### Problems
#1 Revise the service agreement text from the words "3. CHARGES. Company" through "time to time.", swapping each "overhead" for "administrative costs".
#2 Carry the service agreement text forward from its final sentence.

3. CHARGES. Company agrees to reimburse Provider for services and
facilities provided by Provider to Company pursuant to this
Agreement. The charge to Company for such services and
facilities shall include all direct and directly allocable
expenses, reasonably and equitably determined to be attributable
to Company by Provider, plus a reasonable charge for direct
overhead, the amount of such charge for overhead to be agreed
upon by the parties from time to time.
Subject to New York Insurance Department Regulation 33, the
bases for determining such charges to Company shall be those
used by Provider for internal cost distribution including, where
appropriate, time records prepared at least annually for this
purpose. Such bases shall be modified and adjusted by mutual
agreement where necessary or appropriate to reflect fairly and
equitably the actual incidence of cost incurred by Provider on
behalf of Company.
Cost analyses will be made at least annually by Provider to
determine, as closely as possible, the actual cost of services
rendered and facilities made available to Company hereunder.
Provider shall forward to Company the information developed by
these analyses, and such information shall be used to develop
bases for the distribution of expenses which more currently
reflect the actual incidence of cost incurred by Provider on
behalf of Company.
Provider's determination of charges hereunder shall be presented
to Company, and if Company objects to any such determination, it
shall so advise Provider within thirty (30) days of receipt of
notice of said determination. Unless the parties can reconcile
any such objection, they shall agree to the selection of a firm
of independent certified public accountants which shall
determine the charges properly allocable to Company and shall,
within a reasonable time, submit such determination, together
with the basis therefor, in writing to Provider and Company
whereupon such determination shall be binding. The expenses of
such a determination by a firm of independent certified public
accountants shall be borne equally by Provider and Company.
4. PAYMENT. Provider shall submit to Company within thirty (30)
days of the end of each calendar month a written statement of
the amount estimated to be owed by Company for services and the
use of facilities pursuant to this Agreement in that calendar
month, and Company shall pay to Provider within thirty (30) days
following receipt of such written statement the amount set forth
in the statement.
Within thirty (30) days after the end of each calendar quarter,
Provider will submit to Company a detailed written statement of
the charges due from Company to Provider in the preceding
calendar quarter, including charges not included in any previous
statements,
and any balance payable or to be refunded as shown
in such statement shall be paid or refunded within fifteen (15)
days following receipt of such written statement by Company.
5. ACCOUNTING RECORDS AND DOCUMENTS. Provider shall be responsible
for maintaining full and accurate accounts and records of all
services rendered and facilities used pursuant to this Agreement
and such additional information as Company may reasonably
request for purposes of its internal bookkeeping and accounting
operations. Provider shall keep such accounts and records
insofar as they pertain to the computation of charges hereunder
available at its principal offices for audit, inspection and
copying by Company and persons authorized by it or any
governmental agency having jurisdiction over Company during all
reasonable business hours.
With respect to accounting and statistical records prepared by
Provider by reason of its performance under this Agreement, such
records shall be delivered to Company within thirty (30) days
from the end of the month to which the records pertain.

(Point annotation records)
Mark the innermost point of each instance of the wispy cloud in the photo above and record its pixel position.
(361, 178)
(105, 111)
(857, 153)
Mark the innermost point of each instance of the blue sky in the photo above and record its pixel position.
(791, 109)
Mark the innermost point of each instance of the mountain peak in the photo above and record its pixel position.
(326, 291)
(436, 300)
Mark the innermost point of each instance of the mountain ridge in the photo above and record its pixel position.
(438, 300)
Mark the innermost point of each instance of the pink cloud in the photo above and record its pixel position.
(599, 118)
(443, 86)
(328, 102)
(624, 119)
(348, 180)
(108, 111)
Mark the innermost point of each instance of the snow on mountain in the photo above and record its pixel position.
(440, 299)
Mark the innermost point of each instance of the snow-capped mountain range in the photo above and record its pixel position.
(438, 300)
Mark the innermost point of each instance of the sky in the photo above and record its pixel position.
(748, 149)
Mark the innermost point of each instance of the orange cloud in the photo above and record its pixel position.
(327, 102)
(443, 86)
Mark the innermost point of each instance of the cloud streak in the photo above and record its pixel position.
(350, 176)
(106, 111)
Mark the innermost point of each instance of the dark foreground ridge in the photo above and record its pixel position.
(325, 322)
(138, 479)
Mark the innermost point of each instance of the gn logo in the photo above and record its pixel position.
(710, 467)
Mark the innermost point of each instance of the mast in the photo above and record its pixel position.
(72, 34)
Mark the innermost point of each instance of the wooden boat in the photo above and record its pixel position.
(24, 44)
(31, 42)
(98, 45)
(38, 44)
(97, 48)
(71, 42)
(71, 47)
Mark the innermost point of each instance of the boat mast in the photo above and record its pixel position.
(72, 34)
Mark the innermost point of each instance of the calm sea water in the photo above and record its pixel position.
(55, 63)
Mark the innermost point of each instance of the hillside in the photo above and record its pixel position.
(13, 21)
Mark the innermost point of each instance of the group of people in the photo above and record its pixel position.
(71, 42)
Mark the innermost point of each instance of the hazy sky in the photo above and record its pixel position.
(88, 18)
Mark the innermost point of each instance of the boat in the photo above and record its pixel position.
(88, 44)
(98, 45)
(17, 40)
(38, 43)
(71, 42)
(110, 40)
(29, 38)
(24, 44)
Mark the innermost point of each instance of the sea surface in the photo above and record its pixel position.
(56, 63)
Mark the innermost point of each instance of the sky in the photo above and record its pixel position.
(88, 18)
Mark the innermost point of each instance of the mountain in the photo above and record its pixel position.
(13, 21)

### Response list
#1
3. CHARGES. Company agrees to reimburse Provider for services and
facilities provided by Provider to Company pursuant to this
Agreement. The charge to Company for such services and
facilities shall include all direct and directly allocable
expenses, reasonably and equitably determined to be attributable
to Company by Provider, plus a reasonable charge for direct
administrative costs, the amount of such charge for administrative costs to be agreed
upon by the parties from time to time.

#2
6. OTHER RECORDS AND DOCUMENTS. All books, records, and files
established and maintained by Provider by reason of its
performance under this Agreement which, absent this Agreement,
would have been held by Company, shall be deemed the property of
Company, and shall be subject to examination at all times by
Company and persons authorized by it or any governmental agency
having jurisdiction over Company, and shall be delivered to
Company at least quarterly.
With respect to original documents other than those provided for
in Section 5 hereof which would otherwise be held by Company and
which may be obtained by Provider in performing under this
Agreement. Provider shall deliver such documents to Company
within thirty (30) days of their receipt by Provider except
where continued custody of such original documents is necessary
to perform hereunder.
7. RIGHT TO CONTRACT WITH THIRD PARTIES. Nothing herein shall be
deemed to grant Provider an exclusive right to provide services
to Company, and Company retains the right to contract with any
third party, affiliated or unaffiliated, for the performance of
services or for the use of facilities as are available to or
have been requested by Company pursuant to this Agreement.
8. CONTACT PERSON(S). Company and Provider each shall appoint one
or more individuals who shall serve as contact person(s) for the
purpose of carrying out this Agreement. Such contact person(s)
shall be authorized to act on behalf of their respective parties
as to the matters pertaining to this Agreement. Effective upon
execution of this Agreement, the initial contact person(s) shall
be those set forth in Appendix A.
Each party shall notify the other, in writing, as to the name,
address and telephone number of any replacement for any such
designated contact person.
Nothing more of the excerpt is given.